# Exercise materials
+---+
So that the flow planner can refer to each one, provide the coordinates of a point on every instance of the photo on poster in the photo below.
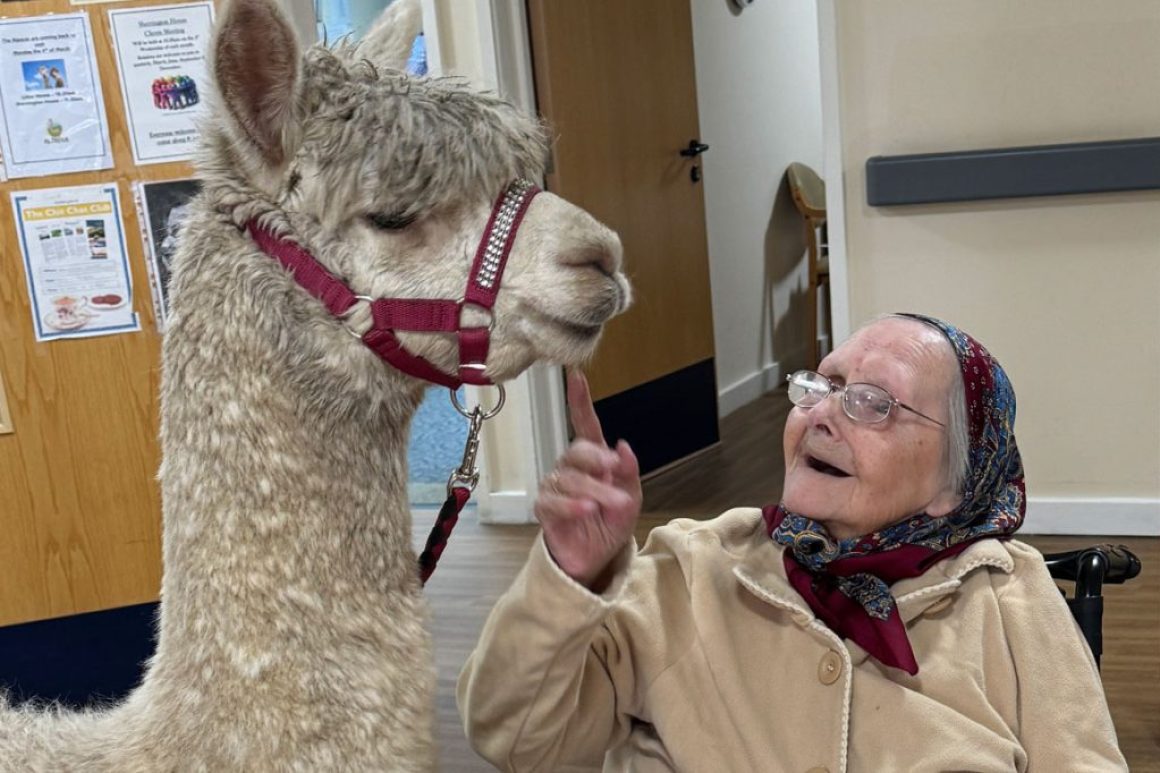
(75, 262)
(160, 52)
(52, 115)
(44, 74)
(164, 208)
+---+
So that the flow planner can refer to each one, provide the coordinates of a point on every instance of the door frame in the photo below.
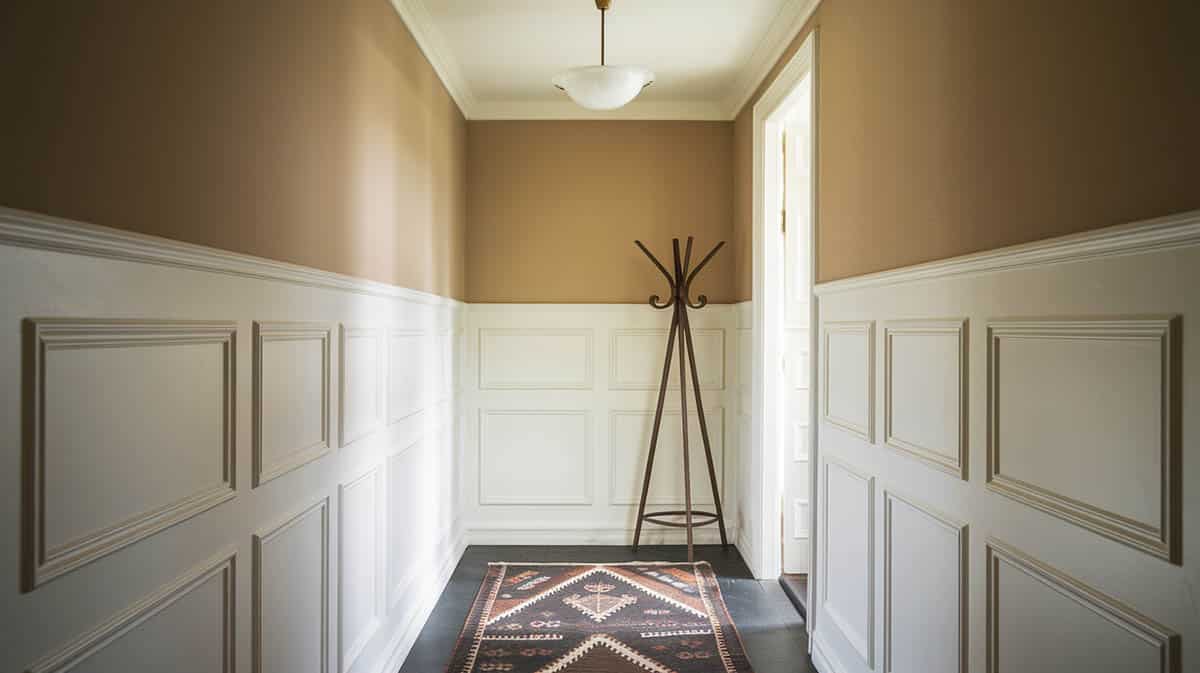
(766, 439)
+---+
# Set task
How many lines of the listing above contain the word "coordinates"? Case matters. Give only the number.

# The response
2